◆ TASK GOAL: Count the lines of the data below that contain the string "target", treating uppercase and lowercase as different, and reply with the number only.

Rows from a dataset:
# # # # # # #

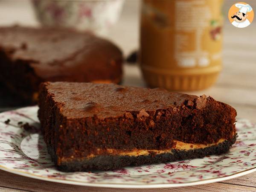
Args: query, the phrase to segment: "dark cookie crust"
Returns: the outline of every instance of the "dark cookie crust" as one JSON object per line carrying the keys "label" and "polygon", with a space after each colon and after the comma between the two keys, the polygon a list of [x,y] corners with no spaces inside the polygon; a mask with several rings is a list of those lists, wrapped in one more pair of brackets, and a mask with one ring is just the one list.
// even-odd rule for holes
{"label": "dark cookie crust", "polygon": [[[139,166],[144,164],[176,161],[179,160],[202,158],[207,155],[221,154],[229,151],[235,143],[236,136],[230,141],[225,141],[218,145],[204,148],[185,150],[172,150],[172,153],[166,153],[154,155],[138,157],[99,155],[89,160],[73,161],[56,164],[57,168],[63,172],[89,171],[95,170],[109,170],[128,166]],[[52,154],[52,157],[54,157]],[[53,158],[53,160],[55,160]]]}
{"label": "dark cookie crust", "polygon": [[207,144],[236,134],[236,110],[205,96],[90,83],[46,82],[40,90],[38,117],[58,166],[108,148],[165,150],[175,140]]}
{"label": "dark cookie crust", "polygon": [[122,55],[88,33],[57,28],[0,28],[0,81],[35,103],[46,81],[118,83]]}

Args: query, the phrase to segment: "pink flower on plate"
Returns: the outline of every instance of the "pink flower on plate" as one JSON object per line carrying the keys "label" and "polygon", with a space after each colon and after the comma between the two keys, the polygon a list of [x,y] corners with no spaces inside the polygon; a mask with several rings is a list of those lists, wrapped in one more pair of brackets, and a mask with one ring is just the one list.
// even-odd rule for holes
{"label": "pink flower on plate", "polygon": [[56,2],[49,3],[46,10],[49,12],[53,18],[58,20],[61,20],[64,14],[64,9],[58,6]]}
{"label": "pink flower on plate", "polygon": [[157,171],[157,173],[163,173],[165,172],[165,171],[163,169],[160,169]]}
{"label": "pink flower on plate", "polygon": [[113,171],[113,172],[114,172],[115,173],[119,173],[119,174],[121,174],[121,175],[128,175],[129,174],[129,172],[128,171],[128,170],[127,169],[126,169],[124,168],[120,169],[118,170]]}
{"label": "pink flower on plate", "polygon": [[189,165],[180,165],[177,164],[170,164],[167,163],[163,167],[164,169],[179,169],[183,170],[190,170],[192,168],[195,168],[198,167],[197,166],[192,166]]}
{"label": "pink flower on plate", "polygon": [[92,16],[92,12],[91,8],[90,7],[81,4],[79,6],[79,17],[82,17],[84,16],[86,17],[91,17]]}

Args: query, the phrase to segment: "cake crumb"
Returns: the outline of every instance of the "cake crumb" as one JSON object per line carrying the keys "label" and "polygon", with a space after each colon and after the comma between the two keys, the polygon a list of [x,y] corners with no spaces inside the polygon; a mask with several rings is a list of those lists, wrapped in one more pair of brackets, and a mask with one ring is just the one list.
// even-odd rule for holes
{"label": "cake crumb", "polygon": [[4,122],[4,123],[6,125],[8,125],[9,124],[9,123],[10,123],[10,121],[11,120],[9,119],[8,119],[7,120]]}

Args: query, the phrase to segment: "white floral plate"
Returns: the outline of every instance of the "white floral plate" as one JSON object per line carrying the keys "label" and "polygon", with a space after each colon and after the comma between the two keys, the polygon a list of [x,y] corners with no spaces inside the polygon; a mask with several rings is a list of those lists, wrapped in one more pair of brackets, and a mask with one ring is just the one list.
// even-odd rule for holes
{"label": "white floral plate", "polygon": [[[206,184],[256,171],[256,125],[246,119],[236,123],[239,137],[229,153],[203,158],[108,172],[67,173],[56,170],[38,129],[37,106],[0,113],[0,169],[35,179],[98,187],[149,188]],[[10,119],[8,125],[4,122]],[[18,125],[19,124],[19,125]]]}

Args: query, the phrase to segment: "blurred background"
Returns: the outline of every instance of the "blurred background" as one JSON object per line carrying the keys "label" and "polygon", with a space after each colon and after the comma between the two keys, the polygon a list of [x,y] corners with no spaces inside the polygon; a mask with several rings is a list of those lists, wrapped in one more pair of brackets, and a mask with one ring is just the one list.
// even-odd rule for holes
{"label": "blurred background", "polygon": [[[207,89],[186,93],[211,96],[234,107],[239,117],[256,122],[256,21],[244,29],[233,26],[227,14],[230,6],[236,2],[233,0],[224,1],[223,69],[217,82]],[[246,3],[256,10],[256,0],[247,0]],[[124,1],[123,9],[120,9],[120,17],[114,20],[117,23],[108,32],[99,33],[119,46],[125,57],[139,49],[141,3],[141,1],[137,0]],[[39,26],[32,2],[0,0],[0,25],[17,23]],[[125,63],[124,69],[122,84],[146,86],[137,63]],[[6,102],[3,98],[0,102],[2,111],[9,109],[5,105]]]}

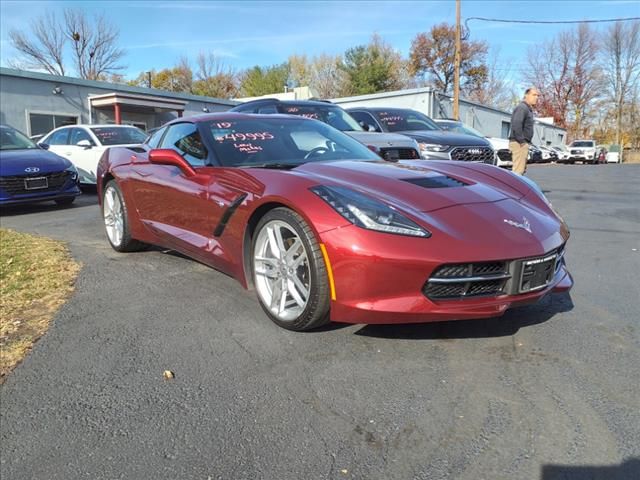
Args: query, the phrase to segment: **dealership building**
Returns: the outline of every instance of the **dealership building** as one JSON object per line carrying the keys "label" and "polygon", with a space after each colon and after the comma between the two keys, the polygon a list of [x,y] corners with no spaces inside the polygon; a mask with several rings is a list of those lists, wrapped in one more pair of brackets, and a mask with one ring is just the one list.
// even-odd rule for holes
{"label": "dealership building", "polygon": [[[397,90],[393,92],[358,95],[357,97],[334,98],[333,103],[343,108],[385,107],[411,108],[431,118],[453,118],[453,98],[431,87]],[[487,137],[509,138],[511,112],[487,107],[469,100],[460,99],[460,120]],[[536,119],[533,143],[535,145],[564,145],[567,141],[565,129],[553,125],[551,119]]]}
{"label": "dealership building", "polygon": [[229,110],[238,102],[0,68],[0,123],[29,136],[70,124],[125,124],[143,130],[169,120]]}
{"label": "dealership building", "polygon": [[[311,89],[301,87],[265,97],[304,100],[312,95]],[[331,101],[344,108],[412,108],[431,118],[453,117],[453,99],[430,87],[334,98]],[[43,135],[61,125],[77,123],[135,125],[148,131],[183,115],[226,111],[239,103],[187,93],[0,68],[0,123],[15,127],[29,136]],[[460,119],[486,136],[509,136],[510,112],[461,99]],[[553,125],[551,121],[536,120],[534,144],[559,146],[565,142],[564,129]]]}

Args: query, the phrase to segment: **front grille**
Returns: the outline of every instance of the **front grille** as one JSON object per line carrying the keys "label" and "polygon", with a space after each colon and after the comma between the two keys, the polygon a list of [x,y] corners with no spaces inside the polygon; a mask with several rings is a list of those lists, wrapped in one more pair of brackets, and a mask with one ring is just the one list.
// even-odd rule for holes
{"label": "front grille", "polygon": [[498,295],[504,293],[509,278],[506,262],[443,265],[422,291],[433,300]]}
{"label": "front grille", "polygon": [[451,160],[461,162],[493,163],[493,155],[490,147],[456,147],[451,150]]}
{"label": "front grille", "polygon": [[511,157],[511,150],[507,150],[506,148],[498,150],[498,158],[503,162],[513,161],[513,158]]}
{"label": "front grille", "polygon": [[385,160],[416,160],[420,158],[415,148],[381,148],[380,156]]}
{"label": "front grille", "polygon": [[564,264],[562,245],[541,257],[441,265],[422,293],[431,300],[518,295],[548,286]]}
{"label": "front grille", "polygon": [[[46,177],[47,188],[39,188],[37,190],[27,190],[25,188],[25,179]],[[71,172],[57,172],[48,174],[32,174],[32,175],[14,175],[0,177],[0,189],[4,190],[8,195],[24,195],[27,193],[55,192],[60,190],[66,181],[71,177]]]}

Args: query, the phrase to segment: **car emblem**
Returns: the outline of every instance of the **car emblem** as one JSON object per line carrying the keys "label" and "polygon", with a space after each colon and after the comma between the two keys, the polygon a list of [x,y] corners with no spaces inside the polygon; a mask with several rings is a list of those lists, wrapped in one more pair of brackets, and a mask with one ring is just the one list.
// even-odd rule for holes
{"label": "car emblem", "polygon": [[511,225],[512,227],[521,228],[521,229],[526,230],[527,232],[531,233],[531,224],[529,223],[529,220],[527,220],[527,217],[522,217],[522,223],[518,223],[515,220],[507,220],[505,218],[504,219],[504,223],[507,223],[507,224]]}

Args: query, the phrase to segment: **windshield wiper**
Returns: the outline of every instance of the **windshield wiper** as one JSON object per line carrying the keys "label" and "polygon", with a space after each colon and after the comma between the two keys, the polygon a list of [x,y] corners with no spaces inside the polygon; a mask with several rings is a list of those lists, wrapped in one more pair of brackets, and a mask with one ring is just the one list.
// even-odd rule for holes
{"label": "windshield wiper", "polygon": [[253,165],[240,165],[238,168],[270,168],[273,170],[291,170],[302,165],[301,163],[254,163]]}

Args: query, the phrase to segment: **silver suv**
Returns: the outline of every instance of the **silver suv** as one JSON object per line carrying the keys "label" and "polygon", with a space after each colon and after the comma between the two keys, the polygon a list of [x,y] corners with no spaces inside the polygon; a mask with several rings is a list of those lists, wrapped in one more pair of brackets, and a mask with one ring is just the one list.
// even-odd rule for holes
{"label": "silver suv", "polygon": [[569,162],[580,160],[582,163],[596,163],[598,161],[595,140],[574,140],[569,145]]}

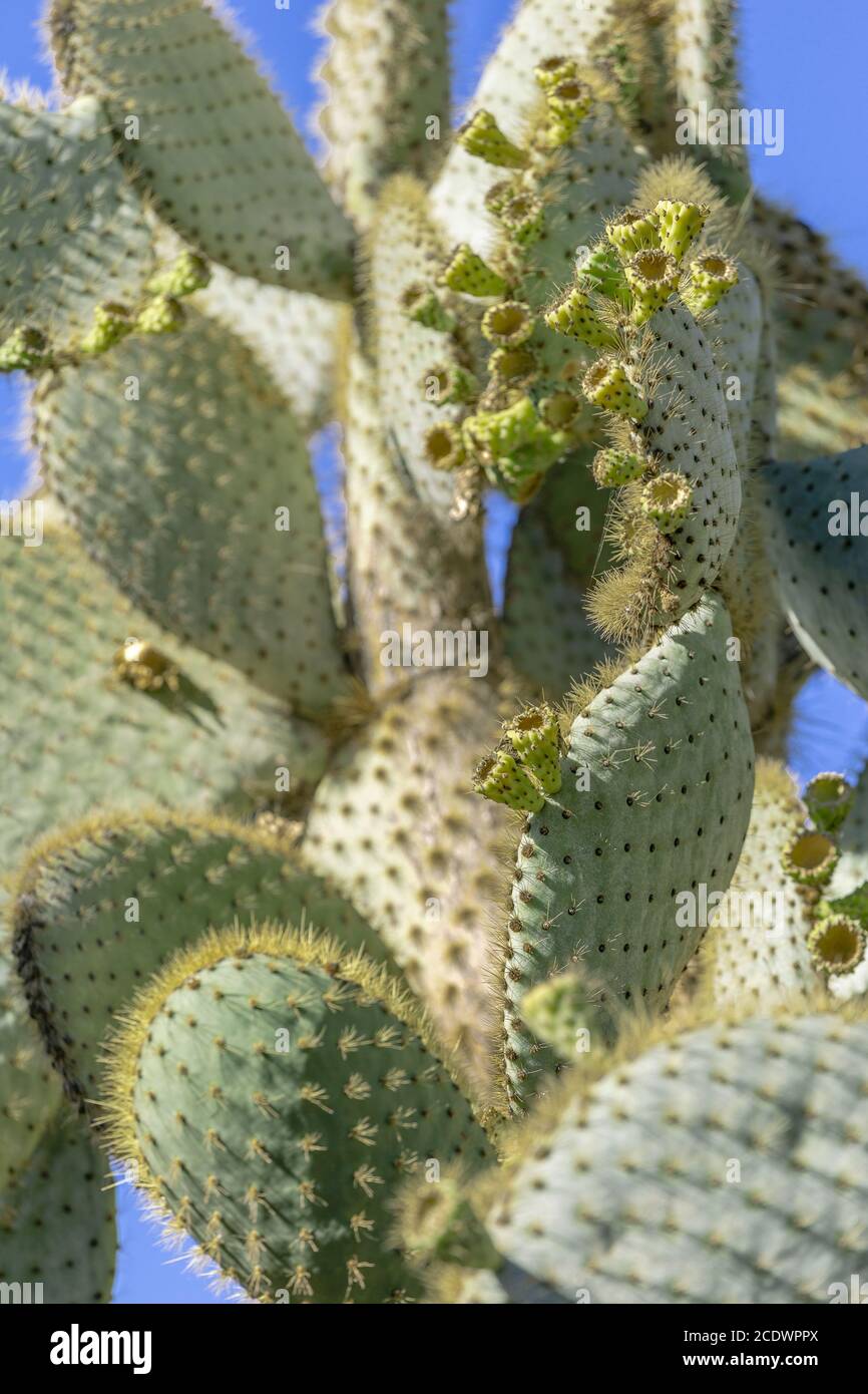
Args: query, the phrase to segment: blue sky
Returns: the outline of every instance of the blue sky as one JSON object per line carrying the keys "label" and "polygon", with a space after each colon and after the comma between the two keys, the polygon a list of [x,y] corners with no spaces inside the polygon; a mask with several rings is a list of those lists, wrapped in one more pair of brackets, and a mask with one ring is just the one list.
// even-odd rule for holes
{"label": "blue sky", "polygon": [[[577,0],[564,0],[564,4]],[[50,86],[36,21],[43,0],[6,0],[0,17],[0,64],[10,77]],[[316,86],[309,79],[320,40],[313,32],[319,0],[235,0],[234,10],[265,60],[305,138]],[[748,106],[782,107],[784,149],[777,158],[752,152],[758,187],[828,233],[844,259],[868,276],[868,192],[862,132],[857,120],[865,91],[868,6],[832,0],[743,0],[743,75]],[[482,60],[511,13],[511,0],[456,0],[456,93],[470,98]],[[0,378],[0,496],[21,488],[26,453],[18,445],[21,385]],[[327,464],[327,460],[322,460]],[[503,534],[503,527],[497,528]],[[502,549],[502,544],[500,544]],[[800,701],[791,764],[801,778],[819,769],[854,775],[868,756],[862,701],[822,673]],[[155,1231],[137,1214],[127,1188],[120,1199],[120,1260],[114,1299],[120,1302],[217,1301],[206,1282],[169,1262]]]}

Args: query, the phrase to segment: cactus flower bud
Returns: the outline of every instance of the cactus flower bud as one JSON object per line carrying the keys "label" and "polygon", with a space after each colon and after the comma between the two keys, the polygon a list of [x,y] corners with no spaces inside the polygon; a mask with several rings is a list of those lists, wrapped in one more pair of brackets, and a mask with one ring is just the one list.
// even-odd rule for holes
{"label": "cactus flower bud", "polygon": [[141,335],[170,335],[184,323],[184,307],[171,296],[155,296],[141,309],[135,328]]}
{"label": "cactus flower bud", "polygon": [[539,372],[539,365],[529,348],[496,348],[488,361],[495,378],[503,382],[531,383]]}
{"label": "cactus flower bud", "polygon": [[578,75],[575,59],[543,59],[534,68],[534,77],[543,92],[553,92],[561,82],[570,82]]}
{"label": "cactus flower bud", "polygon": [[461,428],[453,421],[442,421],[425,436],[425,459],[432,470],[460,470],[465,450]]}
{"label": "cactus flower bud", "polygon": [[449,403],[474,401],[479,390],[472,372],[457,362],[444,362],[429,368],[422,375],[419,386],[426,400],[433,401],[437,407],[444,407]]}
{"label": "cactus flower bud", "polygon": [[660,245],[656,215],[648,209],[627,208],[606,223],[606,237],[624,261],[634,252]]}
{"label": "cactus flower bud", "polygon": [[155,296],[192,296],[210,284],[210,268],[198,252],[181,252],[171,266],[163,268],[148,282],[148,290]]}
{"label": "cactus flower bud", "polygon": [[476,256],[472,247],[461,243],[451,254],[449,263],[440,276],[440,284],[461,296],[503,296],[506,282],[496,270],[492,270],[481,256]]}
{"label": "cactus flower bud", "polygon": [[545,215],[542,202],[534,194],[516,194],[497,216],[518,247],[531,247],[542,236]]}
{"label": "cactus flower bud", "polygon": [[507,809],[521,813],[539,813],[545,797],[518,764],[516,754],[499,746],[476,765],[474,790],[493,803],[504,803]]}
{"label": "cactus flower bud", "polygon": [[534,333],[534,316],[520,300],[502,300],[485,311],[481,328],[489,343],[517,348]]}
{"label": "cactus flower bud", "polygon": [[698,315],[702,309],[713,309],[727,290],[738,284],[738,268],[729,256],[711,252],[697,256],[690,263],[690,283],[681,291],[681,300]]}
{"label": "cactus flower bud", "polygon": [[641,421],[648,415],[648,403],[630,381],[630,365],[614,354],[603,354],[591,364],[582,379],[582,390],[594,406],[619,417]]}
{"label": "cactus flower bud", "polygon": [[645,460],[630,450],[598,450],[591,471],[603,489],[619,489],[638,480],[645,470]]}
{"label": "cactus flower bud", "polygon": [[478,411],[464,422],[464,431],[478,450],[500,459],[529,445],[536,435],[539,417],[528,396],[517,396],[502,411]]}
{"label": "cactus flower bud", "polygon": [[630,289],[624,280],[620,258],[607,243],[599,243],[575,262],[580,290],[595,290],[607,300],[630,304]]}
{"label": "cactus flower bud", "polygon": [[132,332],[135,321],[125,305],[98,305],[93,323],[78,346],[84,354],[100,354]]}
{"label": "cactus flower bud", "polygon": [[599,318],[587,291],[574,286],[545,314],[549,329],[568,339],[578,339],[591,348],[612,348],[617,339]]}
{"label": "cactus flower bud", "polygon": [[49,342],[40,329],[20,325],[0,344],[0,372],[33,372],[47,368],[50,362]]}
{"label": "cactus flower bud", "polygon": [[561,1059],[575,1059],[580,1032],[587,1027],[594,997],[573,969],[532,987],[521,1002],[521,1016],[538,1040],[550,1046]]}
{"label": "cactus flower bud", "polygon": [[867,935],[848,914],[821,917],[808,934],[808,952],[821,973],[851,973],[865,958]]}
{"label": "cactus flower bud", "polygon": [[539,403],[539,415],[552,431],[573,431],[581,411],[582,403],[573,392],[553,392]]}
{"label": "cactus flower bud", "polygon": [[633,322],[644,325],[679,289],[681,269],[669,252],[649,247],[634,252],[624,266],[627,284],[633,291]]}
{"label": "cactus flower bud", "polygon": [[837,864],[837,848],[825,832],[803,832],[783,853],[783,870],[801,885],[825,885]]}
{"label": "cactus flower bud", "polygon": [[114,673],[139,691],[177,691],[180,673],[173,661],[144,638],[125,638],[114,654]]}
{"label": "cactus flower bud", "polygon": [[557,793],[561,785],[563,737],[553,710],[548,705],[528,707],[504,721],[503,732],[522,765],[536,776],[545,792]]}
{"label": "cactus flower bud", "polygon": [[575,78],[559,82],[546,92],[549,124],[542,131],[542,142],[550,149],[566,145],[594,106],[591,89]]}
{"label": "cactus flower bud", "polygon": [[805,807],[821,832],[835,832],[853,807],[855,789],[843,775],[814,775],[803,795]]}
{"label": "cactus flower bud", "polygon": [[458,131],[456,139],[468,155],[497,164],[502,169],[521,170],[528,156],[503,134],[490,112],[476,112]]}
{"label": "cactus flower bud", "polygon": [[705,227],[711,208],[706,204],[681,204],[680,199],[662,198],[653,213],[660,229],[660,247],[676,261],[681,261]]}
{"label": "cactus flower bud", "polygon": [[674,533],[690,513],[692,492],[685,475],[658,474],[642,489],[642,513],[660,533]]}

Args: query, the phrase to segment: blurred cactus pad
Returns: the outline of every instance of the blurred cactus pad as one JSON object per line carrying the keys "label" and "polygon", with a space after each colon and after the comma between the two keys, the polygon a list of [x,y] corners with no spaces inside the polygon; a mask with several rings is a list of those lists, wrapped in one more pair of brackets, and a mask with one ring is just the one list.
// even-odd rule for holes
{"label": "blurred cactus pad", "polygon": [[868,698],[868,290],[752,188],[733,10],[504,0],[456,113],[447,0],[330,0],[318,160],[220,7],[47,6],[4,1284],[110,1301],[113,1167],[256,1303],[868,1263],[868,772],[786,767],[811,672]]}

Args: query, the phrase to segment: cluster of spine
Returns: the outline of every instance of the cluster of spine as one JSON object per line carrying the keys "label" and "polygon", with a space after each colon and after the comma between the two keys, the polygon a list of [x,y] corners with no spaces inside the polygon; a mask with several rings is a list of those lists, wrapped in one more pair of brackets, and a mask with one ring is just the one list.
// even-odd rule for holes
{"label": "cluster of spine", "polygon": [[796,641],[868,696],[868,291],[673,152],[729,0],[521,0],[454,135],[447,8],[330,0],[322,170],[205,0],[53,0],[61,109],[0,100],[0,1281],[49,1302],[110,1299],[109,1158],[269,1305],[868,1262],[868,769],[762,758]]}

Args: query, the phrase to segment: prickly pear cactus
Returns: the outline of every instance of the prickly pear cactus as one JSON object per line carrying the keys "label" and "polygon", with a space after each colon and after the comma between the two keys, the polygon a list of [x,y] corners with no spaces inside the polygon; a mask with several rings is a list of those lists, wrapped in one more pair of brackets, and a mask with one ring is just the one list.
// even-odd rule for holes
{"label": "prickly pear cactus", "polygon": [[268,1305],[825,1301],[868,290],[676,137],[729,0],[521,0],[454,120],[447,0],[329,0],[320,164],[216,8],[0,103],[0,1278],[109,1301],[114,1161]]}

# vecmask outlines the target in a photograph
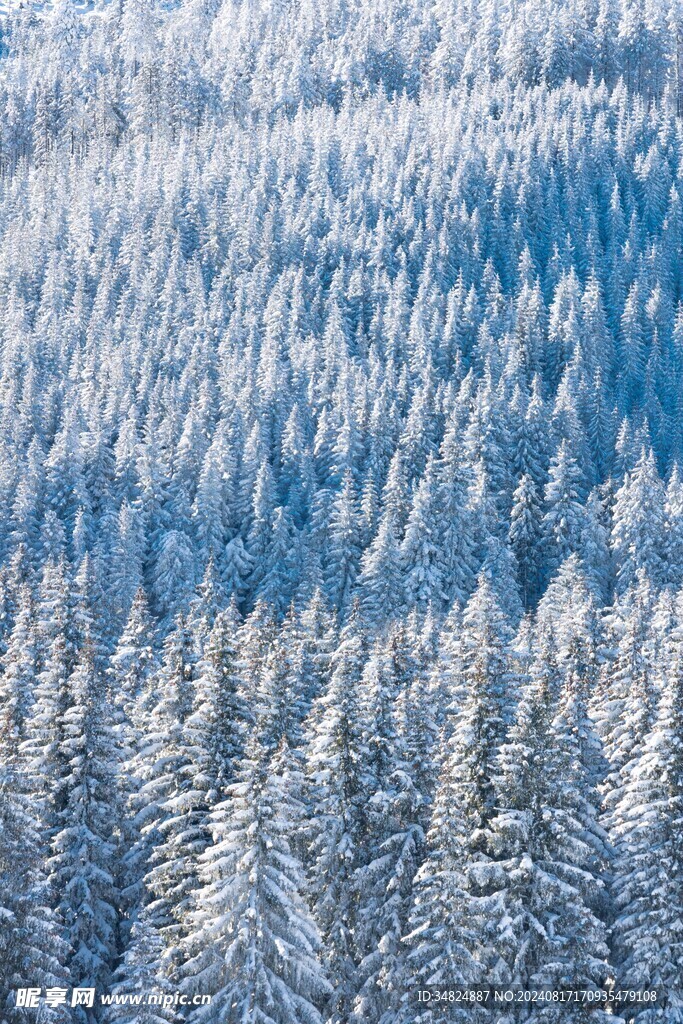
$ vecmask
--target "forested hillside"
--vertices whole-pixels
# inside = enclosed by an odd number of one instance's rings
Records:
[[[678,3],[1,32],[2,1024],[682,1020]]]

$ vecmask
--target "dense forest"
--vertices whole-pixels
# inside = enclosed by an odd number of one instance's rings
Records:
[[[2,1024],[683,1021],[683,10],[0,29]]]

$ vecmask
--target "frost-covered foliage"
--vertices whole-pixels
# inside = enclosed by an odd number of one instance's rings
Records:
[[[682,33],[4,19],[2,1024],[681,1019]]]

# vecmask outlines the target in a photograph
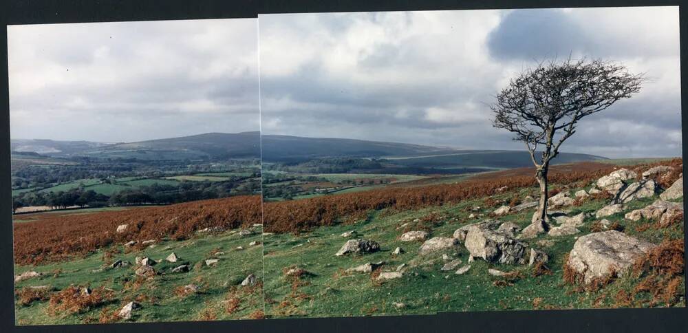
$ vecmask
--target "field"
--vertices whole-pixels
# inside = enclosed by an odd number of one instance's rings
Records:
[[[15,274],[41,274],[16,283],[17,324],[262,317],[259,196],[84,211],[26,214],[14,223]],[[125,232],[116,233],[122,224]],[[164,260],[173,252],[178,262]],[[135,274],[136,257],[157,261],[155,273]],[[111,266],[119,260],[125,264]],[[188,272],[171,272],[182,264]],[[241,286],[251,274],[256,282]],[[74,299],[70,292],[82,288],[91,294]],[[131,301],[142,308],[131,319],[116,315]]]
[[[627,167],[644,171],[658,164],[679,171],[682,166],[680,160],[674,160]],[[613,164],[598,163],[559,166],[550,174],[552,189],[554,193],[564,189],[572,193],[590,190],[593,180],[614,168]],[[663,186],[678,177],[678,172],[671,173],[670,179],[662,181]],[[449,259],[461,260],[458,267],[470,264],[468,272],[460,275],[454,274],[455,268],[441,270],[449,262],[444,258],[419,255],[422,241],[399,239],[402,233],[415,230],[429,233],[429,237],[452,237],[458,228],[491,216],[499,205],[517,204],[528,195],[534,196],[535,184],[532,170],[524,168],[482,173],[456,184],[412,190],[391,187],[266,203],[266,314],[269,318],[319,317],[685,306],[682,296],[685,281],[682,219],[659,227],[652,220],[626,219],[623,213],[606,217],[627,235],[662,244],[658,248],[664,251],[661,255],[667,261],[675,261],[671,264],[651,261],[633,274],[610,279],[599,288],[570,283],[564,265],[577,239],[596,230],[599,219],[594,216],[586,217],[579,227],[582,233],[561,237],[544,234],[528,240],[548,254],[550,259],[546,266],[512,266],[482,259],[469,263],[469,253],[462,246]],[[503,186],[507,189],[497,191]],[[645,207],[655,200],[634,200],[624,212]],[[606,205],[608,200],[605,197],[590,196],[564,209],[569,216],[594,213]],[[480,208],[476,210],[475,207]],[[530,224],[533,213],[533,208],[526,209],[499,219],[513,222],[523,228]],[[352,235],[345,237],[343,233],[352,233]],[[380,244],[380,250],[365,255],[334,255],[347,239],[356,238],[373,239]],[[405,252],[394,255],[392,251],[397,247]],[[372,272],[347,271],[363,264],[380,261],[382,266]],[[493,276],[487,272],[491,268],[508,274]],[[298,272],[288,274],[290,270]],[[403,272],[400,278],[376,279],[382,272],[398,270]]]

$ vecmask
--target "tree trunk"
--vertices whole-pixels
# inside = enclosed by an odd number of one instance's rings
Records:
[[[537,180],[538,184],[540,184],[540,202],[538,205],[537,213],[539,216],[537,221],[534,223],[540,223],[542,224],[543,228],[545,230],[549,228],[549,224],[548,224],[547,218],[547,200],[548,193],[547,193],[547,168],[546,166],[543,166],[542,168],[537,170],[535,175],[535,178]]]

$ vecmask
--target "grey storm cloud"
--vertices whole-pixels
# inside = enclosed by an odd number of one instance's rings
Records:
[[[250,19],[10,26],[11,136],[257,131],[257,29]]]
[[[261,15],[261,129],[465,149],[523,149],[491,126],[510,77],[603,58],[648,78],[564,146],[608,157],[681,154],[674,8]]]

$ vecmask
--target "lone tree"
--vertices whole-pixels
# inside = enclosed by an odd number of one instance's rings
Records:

# # # # # # #

◆ SOLUTION TO THIS EXERCISE: 9